▶ **WHAT YOU SHOULD DO**
Copy out the entries below exactly as they stand, but only from the line containing "[indicate] the airplane wing" through the line containing "[indicate] the blue stripe".

↓↓↓

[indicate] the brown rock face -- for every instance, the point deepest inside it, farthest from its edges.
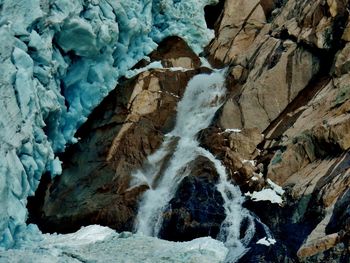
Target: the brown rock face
(127, 127)
(286, 119)
(288, 79)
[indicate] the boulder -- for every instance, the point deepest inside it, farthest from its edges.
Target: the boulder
(196, 210)
(124, 129)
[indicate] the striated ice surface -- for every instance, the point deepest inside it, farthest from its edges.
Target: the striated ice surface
(102, 244)
(58, 60)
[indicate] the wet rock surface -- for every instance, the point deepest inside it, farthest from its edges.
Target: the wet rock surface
(127, 126)
(196, 209)
(286, 119)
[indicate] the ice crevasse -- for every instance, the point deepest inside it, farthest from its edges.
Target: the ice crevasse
(58, 60)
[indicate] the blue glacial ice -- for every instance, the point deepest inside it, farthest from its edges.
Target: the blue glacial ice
(58, 60)
(101, 244)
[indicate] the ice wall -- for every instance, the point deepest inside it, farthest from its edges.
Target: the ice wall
(58, 60)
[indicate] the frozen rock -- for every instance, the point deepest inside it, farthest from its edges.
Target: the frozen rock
(58, 60)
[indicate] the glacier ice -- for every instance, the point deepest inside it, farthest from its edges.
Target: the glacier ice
(58, 60)
(101, 244)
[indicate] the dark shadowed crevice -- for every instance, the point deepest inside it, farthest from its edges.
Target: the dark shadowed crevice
(213, 12)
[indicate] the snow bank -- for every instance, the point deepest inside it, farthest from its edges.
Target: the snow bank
(102, 244)
(59, 59)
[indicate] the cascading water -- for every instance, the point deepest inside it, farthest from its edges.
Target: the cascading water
(203, 97)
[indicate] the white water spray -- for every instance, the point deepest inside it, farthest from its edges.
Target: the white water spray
(203, 97)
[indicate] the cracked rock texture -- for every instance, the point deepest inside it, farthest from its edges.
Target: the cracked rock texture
(286, 119)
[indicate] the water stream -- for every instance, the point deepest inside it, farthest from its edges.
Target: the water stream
(164, 169)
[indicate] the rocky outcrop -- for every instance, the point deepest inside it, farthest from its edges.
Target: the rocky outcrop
(288, 79)
(126, 127)
(286, 120)
(196, 209)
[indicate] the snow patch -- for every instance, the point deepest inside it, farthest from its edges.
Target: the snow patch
(266, 241)
(265, 195)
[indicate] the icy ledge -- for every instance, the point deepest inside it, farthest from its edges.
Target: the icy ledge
(58, 59)
(102, 244)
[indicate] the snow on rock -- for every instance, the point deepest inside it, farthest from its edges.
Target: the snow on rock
(102, 244)
(266, 241)
(273, 194)
(58, 60)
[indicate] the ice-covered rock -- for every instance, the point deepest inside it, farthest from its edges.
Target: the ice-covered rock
(58, 60)
(101, 244)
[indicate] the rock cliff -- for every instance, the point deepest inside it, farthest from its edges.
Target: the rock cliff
(285, 121)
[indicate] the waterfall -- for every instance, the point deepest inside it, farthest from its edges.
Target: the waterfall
(164, 169)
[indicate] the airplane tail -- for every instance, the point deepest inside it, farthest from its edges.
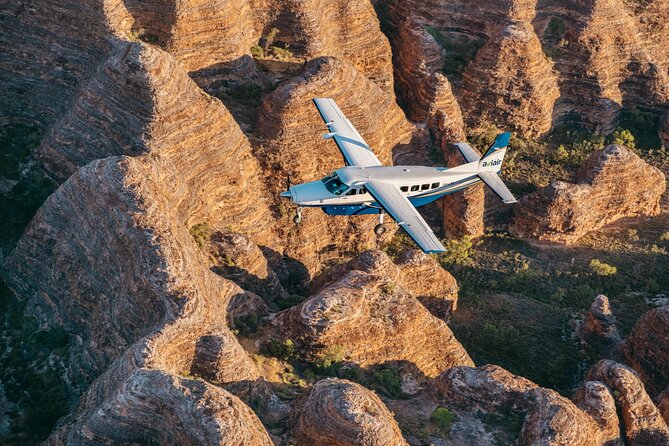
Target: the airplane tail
(490, 165)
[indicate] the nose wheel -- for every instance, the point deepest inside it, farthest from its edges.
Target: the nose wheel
(380, 229)
(297, 219)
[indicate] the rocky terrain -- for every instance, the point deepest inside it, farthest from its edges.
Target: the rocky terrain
(155, 290)
(614, 183)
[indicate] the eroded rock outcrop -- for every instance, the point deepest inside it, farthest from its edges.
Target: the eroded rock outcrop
(647, 349)
(548, 417)
(134, 292)
(641, 420)
(439, 294)
(205, 36)
(376, 321)
(287, 119)
(349, 31)
(596, 399)
(142, 101)
(512, 72)
(663, 404)
(237, 258)
(153, 406)
(600, 323)
(63, 53)
(614, 183)
(619, 62)
(337, 412)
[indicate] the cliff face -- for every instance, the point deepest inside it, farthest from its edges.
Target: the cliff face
(167, 221)
(339, 412)
(291, 130)
(609, 389)
(614, 183)
(153, 406)
(141, 101)
(531, 65)
(45, 61)
(439, 294)
(209, 38)
(349, 31)
(376, 322)
(647, 351)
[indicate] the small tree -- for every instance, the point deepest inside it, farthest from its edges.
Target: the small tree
(624, 137)
(457, 251)
(602, 269)
(443, 419)
(269, 40)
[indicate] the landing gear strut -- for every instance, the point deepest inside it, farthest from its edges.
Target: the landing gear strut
(298, 216)
(380, 229)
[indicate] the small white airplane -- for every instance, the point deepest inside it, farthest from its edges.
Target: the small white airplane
(365, 186)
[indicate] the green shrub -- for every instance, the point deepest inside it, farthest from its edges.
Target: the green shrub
(269, 40)
(201, 233)
(246, 324)
(460, 49)
(602, 269)
(281, 53)
(386, 381)
(333, 355)
(624, 137)
(443, 419)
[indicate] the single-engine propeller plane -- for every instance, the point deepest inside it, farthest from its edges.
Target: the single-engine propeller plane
(365, 186)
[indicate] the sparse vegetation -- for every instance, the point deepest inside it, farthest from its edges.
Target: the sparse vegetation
(246, 325)
(443, 419)
(285, 349)
(460, 49)
(624, 137)
(602, 269)
(201, 233)
(457, 251)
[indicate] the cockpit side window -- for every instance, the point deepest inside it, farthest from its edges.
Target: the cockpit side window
(334, 184)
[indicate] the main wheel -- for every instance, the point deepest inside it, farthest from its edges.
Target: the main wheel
(379, 229)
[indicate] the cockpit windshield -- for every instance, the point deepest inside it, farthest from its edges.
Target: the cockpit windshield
(334, 184)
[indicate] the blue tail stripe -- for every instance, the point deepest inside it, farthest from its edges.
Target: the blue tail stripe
(501, 141)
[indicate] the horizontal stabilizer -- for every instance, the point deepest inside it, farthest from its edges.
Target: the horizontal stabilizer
(495, 183)
(501, 142)
(469, 154)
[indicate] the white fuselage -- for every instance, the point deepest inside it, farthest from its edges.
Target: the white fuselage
(415, 182)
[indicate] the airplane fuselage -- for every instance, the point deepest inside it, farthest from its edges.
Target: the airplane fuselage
(343, 192)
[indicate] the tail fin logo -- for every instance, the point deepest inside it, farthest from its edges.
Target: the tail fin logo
(492, 163)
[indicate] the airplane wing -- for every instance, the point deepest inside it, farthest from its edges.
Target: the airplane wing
(355, 150)
(497, 185)
(405, 214)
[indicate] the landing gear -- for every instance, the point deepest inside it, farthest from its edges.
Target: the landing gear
(298, 216)
(380, 229)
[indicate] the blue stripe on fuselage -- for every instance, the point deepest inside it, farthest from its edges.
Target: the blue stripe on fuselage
(417, 201)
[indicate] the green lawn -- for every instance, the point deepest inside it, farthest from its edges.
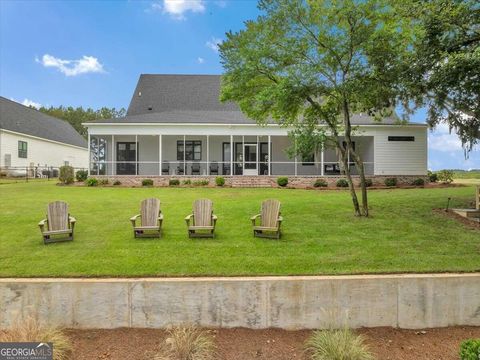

↑↑↑

▶ **ANSWER SECTION**
[indicate] the airplane wing -- for every instance, the point deepest inside it, farthest from its edges.
Target: the airplane wing
(355, 150)
(497, 185)
(405, 214)
[indicate] the landing gear -- for every instance, the point deepest inside it, farthest from its edges.
Target: the landing gear
(298, 216)
(380, 229)
[indicate] the blue stripe on fuselage -- for every instance, the point deepest inside it, farthest from its edges.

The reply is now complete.